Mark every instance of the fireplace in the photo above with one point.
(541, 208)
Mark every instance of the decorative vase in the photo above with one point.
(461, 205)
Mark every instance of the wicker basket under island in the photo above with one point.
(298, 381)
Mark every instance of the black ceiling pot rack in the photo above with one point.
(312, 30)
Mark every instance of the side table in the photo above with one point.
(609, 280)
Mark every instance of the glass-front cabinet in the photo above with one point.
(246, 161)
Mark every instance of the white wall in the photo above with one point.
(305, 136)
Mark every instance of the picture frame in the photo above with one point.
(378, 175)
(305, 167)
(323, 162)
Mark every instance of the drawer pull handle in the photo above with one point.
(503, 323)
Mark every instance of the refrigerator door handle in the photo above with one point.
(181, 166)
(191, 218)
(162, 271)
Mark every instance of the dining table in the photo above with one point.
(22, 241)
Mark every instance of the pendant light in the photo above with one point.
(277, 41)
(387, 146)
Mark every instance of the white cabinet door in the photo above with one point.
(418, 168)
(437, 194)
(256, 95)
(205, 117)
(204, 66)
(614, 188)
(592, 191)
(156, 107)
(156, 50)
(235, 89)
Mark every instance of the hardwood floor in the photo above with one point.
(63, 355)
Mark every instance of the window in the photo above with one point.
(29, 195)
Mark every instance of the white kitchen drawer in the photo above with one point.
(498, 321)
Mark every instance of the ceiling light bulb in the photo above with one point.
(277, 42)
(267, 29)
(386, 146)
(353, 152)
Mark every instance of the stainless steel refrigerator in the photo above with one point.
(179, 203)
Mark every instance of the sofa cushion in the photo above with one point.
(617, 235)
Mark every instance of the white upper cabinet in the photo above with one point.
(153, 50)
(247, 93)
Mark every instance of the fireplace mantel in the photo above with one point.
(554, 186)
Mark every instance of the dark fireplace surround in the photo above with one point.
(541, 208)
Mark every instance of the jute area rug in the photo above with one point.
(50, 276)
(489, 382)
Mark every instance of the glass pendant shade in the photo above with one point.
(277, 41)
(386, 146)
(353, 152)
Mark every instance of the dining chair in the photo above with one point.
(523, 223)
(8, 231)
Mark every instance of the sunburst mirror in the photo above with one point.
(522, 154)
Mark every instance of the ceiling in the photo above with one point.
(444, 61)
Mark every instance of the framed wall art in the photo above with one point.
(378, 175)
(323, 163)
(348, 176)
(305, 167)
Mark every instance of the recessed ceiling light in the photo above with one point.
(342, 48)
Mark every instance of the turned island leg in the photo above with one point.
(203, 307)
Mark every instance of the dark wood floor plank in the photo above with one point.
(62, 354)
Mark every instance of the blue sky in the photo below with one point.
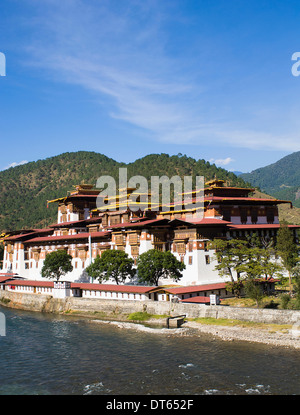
(126, 78)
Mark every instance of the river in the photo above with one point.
(46, 354)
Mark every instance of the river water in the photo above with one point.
(45, 354)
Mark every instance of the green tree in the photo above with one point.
(287, 250)
(153, 265)
(253, 290)
(231, 255)
(244, 261)
(57, 264)
(112, 264)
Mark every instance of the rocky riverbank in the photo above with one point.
(275, 338)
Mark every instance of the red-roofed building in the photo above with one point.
(85, 231)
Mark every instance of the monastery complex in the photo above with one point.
(85, 231)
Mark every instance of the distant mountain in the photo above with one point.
(280, 179)
(25, 189)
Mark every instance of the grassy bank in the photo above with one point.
(243, 324)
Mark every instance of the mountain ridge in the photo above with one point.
(280, 179)
(25, 189)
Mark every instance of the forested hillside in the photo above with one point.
(280, 179)
(24, 190)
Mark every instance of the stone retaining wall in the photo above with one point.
(115, 308)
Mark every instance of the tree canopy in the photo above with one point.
(112, 264)
(153, 265)
(245, 260)
(57, 264)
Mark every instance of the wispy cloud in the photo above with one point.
(221, 162)
(120, 52)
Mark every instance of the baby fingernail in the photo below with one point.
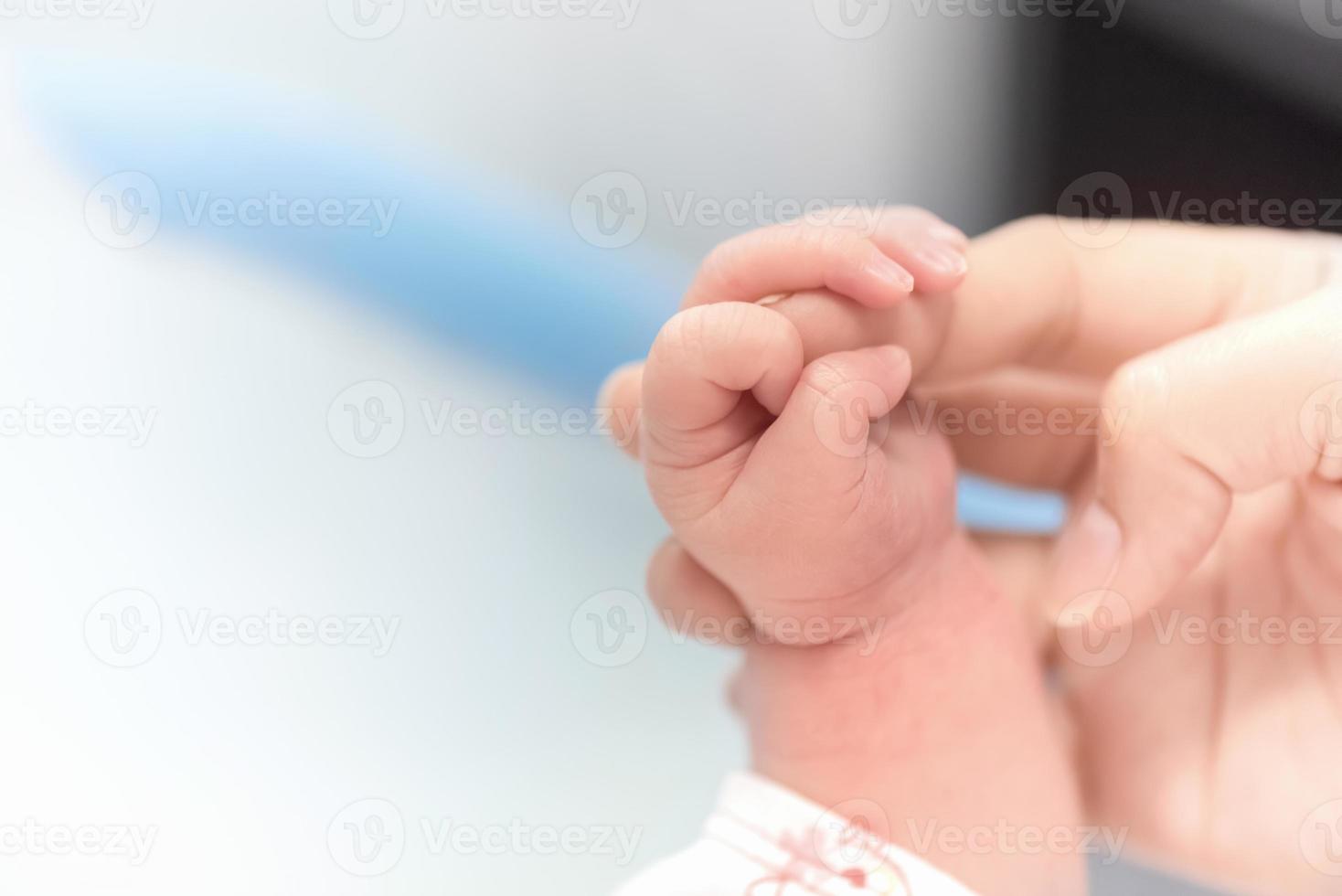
(1087, 556)
(889, 272)
(943, 261)
(949, 234)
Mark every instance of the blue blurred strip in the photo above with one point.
(469, 261)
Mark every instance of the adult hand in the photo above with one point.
(1216, 370)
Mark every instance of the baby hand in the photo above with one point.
(793, 483)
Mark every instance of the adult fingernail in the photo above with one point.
(1087, 559)
(890, 272)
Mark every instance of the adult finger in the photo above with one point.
(1190, 425)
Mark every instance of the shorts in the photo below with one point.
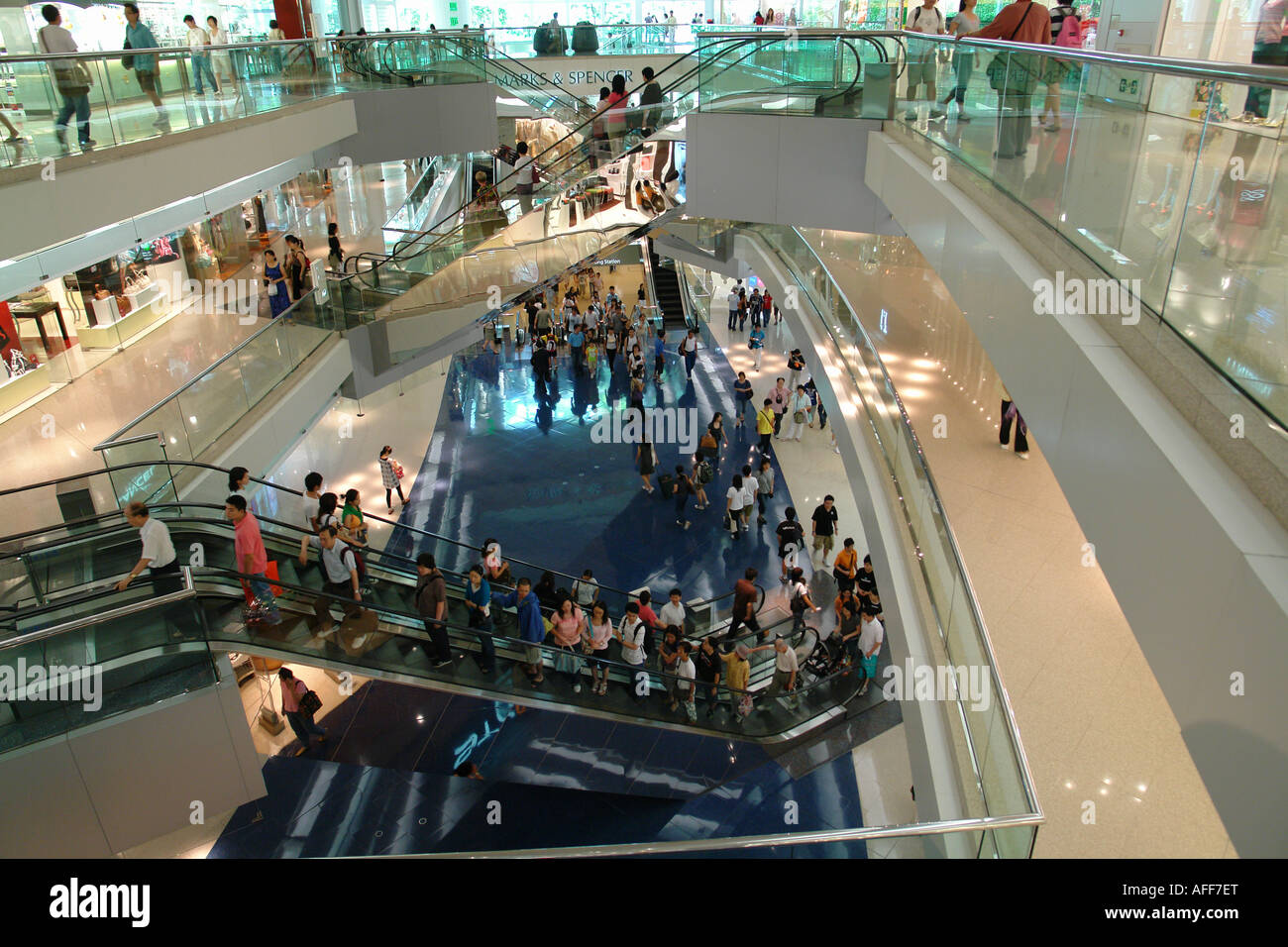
(921, 69)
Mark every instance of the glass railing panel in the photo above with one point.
(1164, 176)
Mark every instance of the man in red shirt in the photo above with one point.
(252, 558)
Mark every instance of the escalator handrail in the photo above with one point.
(88, 521)
(412, 630)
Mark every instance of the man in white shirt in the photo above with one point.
(159, 557)
(197, 42)
(71, 76)
(922, 55)
(673, 612)
(523, 182)
(871, 634)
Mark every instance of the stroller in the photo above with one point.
(824, 659)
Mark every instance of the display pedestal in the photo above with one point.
(16, 390)
(147, 305)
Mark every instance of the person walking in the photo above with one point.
(684, 488)
(791, 538)
(800, 408)
(737, 676)
(278, 298)
(824, 521)
(764, 487)
(1012, 415)
(756, 342)
(339, 579)
(780, 395)
(690, 350)
(198, 40)
(532, 629)
(138, 37)
(923, 55)
(390, 476)
(299, 712)
(158, 557)
(742, 397)
(478, 608)
(765, 425)
(72, 78)
(432, 607)
(567, 630)
(250, 556)
(1020, 21)
(220, 59)
(630, 635)
(746, 596)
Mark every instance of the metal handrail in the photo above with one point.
(952, 538)
(741, 841)
(188, 590)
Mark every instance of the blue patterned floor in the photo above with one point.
(557, 780)
(503, 466)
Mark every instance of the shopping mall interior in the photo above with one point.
(835, 438)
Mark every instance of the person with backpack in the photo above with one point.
(299, 709)
(702, 474)
(684, 488)
(923, 56)
(690, 350)
(791, 538)
(742, 395)
(1065, 33)
(964, 59)
(340, 579)
(765, 420)
(1020, 21)
(798, 599)
(630, 635)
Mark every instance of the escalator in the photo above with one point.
(59, 605)
(666, 290)
(575, 175)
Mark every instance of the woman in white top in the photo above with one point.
(964, 24)
(798, 414)
(220, 58)
(734, 504)
(597, 631)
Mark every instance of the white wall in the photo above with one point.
(104, 789)
(793, 170)
(1197, 564)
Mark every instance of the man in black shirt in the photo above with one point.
(791, 538)
(824, 526)
(708, 665)
(866, 581)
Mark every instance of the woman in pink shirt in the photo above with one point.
(596, 637)
(292, 689)
(568, 625)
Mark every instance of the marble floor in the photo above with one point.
(1093, 718)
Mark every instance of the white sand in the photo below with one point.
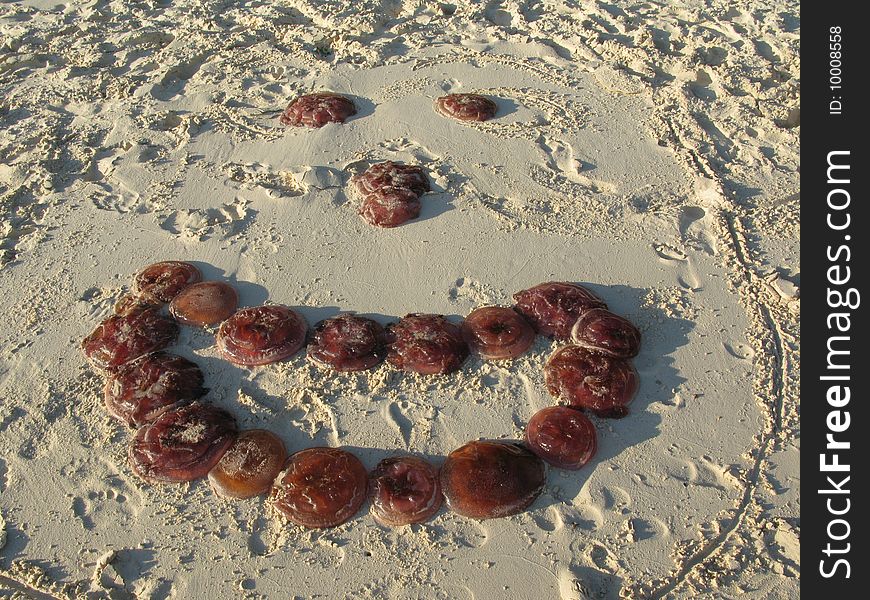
(648, 150)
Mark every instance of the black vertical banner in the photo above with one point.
(835, 447)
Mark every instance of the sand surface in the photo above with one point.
(649, 150)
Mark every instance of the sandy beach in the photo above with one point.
(649, 151)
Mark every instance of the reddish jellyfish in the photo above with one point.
(562, 436)
(316, 110)
(348, 343)
(182, 444)
(466, 107)
(259, 335)
(390, 207)
(591, 381)
(426, 344)
(133, 302)
(249, 466)
(141, 390)
(204, 303)
(121, 338)
(161, 281)
(599, 330)
(553, 308)
(404, 490)
(320, 487)
(497, 332)
(492, 479)
(391, 174)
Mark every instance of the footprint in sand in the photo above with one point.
(686, 274)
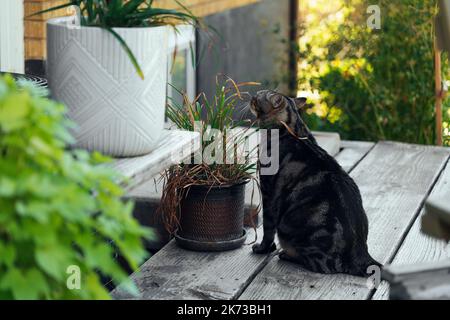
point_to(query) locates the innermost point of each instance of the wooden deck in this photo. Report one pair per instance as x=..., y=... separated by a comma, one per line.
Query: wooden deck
x=395, y=179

__________________________________________________

**PROMPT**
Format every item above as a JSON list of strings, with one string per line and no blank lines. Leave the pictures out.

**COMPLETED TASK**
[
  "Mark every instance of the fireplace in the photo above with one point.",
  "(541, 208)",
  "Mark every instance of the decorative vase in the photo above with one point.",
  "(461, 205)",
  "Mark every instance of the wicker basket under island in the photo above with one point.",
  "(298, 381)",
  "Mark every instance of the black ceiling pot rack in the photo above with one point.",
  "(312, 30)",
  "Mark every instance of the side table in the photo above with one point.",
  "(609, 280)",
  "Mark every instance of the glass-front cabinet in the photo above with one point.",
  "(246, 161)",
  "Mark every instance of the white wall in the photo above with one point.",
  "(305, 136)",
  "Mark every instance of the picture frame in the photo above with one point.",
  "(378, 175)",
  "(305, 167)",
  "(323, 162)",
  "Mark every instance of the drawer pull handle in the photo above with one point.",
  "(503, 323)",
  "Mark every instance of the refrigerator door handle in the photo above with one point.",
  "(181, 166)",
  "(191, 218)",
  "(162, 271)",
  "Mark every instance of the dining table in the photo above with one point.",
  "(22, 241)",
  "Mark every instance of the pendant light in the photo above with one point.",
  "(277, 41)",
  "(387, 146)",
  "Mark every instance of the white cabinet door in the photo above with one point.",
  "(418, 168)",
  "(437, 194)",
  "(256, 95)",
  "(205, 117)",
  "(204, 66)",
  "(614, 188)",
  "(592, 191)",
  "(156, 107)",
  "(156, 50)",
  "(235, 89)",
  "Mark every instance of the hardwood floor in the photo above with one point.",
  "(63, 355)",
  "Mark every instance of the window in the photo above with one point.",
  "(29, 195)",
  "Mark every instance of the white kitchen drawer in the photo above with one point.",
  "(498, 321)",
  "Mark every instance of the ceiling light bulb in the photo above with one point.",
  "(277, 42)",
  "(267, 29)",
  "(386, 146)",
  "(353, 152)",
  "Mark every instance of the stainless steel refrigerator in the photo above with one point.",
  "(179, 203)",
  "Mark every instance of the sofa cushion in the photo above with one point.",
  "(617, 235)",
  "Mark every instance of the white upper cabinet in the photo above with one point.",
  "(153, 50)",
  "(247, 93)",
  "Mark every instance of the fireplace mantel in the photo above with one point.",
  "(554, 186)",
  "Mark every instance of the dark fireplace surround in the photo above with one point.",
  "(541, 208)",
  "Mark every instance of the jute area rug in the photo above with one point.",
  "(50, 276)",
  "(489, 382)",
  "Mark every instance of the glass pendant shade in the photo above with one point.",
  "(277, 41)",
  "(386, 146)",
  "(353, 152)",
  "Mark every instance of the dining chair in the photo above with one point.",
  "(523, 223)",
  "(8, 231)",
  "Mark every instance of the sunburst mirror in the photo above with one point.",
  "(522, 154)",
  "Mark every instance of the ceiling in the photo above with one point.",
  "(444, 61)",
  "Mark every instance of the framed wall art in the photo above with one point.",
  "(378, 175)",
  "(323, 163)",
  "(348, 176)",
  "(305, 167)",
  "Mark every instance of the recessed ceiling light in the photo above with one point.",
  "(342, 48)",
  "Mark every instance of the turned island leg in the photo above with one point.",
  "(203, 307)",
  "Mark every instance of the dark wood floor plank in the photo above with one point.",
  "(62, 354)",
  "Mark every instance of the blue sky in the photo below with one point.",
  "(126, 78)",
  "Mark every instance of the river in the photo above with one point.",
  "(46, 354)",
  "Mark every instance of the river water in the photo above with one point.",
  "(45, 354)",
  "Mark every instance of the green tree in the photo above with one point.",
  "(287, 250)",
  "(153, 265)",
  "(253, 290)",
  "(231, 255)",
  "(244, 261)",
  "(57, 264)",
  "(112, 264)",
  "Mark every instance of the rocky riverbank in the photo above with one point.",
  "(275, 338)",
  "Mark every instance of the red-roofed building in the photo above with one point.",
  "(85, 231)",
  "Mark every instance of the monastery complex in the photo above with one point.",
  "(85, 231)",
  "Mark every instance of the distant mountain in the photo above with one point.",
  "(280, 179)",
  "(25, 189)",
  "Mark every instance of the grassy bank in the photo above with one point.",
  "(243, 324)",
  "Mark every instance of the mountain ridge in the photo above with one point.",
  "(280, 179)",
  "(25, 189)",
  "Mark every instance of the forested hillside in the photo above with one point.",
  "(280, 179)",
  "(24, 190)",
  "Mark every instance of the stone retaining wall in the photo above with one point.",
  "(115, 308)",
  "Mark every instance of the tree canopy in the photo above with one point.",
  "(112, 264)",
  "(153, 265)",
  "(245, 260)",
  "(57, 264)",
  "Mark every instance of the wispy cloud in the photo above with one point.",
  "(221, 162)",
  "(120, 52)",
  "Mark every instance of the baby fingernail in the photo below with one point.",
  "(1087, 556)",
  "(889, 272)",
  "(943, 261)",
  "(949, 234)",
  "Mark every instance of the blue blurred strip in the photo above with one point.",
  "(469, 261)",
  "Mark every instance of the adult hand in the photo above with one point.",
  "(1216, 370)",
  "Mark every instance of the baby hand in the photo above with one point.",
  "(793, 483)",
  "Mark every instance of the adult fingernail in the photo above with one point.",
  "(1087, 559)",
  "(890, 272)",
  "Mark every instance of the adult finger in the photo above with one point.",
  "(1190, 425)",
  "Mark every instance of the shorts in the photo below with one point.",
  "(921, 69)",
  "Mark every instance of the glass railing panel in the photo above with one point.",
  "(1164, 176)",
  "Mark every instance of the man in red shirt in the photo above with one point.",
  "(252, 558)",
  "Mark every instance of the escalator handrail in the photo above with one point.",
  "(88, 521)",
  "(412, 630)",
  "Mark every instance of the man in white shirt in the photo above with one point.",
  "(159, 557)",
  "(197, 42)",
  "(71, 76)",
  "(922, 55)",
  "(673, 612)",
  "(523, 182)",
  "(871, 634)",
  "Mark every instance of the stroller in the photo above with one point.",
  "(824, 659)",
  "Mark every instance of the display pedestal in the photo above with one point.",
  "(16, 390)",
  "(147, 305)",
  "Mark every instance of the person walking in the photo above with one point.",
  "(684, 488)",
  "(791, 538)",
  "(800, 408)",
  "(737, 676)",
  "(278, 298)",
  "(824, 521)",
  "(764, 487)",
  "(1012, 415)",
  "(756, 342)",
  "(339, 579)",
  "(780, 395)",
  "(690, 350)",
  "(198, 40)",
  "(532, 629)",
  "(138, 37)",
  "(923, 55)",
  "(390, 476)",
  "(299, 712)",
  "(158, 557)",
  "(742, 397)",
  "(478, 608)",
  "(765, 425)",
  "(72, 78)",
  "(432, 607)",
  "(567, 630)",
  "(250, 556)",
  "(1020, 21)",
  "(220, 59)",
  "(630, 635)",
  "(746, 596)",
  "Mark every instance of the metal handrail in the photo above with one point.",
  "(952, 538)",
  "(741, 841)",
  "(188, 590)",
  "Mark every instance of the blue patterned floor in the photo above with one point.",
  "(557, 780)",
  "(503, 466)",
  "Mark every instance of the shopping mall interior in the photo above with one point.",
  "(835, 438)",
  "Mark every instance of the person with backpack in the photo above with one point.",
  "(299, 709)",
  "(702, 474)",
  "(684, 488)",
  "(923, 56)",
  "(690, 350)",
  "(791, 538)",
  "(742, 395)",
  "(1065, 33)",
  "(964, 59)",
  "(340, 579)",
  "(765, 420)",
  "(1020, 21)",
  "(798, 599)",
  "(630, 635)",
  "Mark every instance of the escalator in the photo above with one point.",
  "(59, 605)",
  "(666, 290)",
  "(575, 175)",
  "Mark every instance of the woman in white top in the photo above with one point.",
  "(964, 24)",
  "(798, 414)",
  "(220, 58)",
  "(734, 504)",
  "(597, 631)",
  "Mark every instance of the white wall in the photo above with one point.",
  "(104, 789)",
  "(793, 170)",
  "(1197, 564)",
  "Mark every instance of the man in black shirt in the photo above with one point.",
  "(791, 538)",
  "(824, 526)",
  "(708, 665)",
  "(866, 581)",
  "Mark every instance of the woman in pink shirt in the photo above with one point.",
  "(596, 637)",
  "(292, 689)",
  "(568, 625)",
  "Mark every instance of the marble floor in the photo above with one point.",
  "(1093, 718)",
  "Mark every instance of the white sand in the photo below with one point.",
  "(648, 150)",
  "Mark every instance of the black vertical banner in the photo above with one point.",
  "(835, 447)",
  "Mark every instance of the sand surface in the photo above with one point.",
  "(649, 150)",
  "Mark every instance of the sandy beach in the photo above with one point.",
  "(649, 151)",
  "Mark every instance of the reddish jellyfish in the photo above with one point.",
  "(562, 436)",
  "(316, 110)",
  "(348, 343)",
  "(182, 444)",
  "(466, 107)",
  "(259, 335)",
  "(390, 207)",
  "(591, 381)",
  "(426, 344)",
  "(133, 302)",
  "(249, 466)",
  "(141, 390)",
  "(204, 303)",
  "(121, 338)",
  "(161, 281)",
  "(599, 330)",
  "(553, 308)",
  "(404, 490)",
  "(320, 487)",
  "(497, 332)",
  "(492, 479)",
  "(391, 174)",
  "Mark every instance of the footprint in sand in the photo above with one point.",
  "(686, 274)",
  "point_to(query) locates the innermost point of each instance of the wooden deck in this photo. Report one pair per instance as x=..., y=... separated by a comma, one per line.",
  "Query: wooden deck",
  "x=395, y=179"
]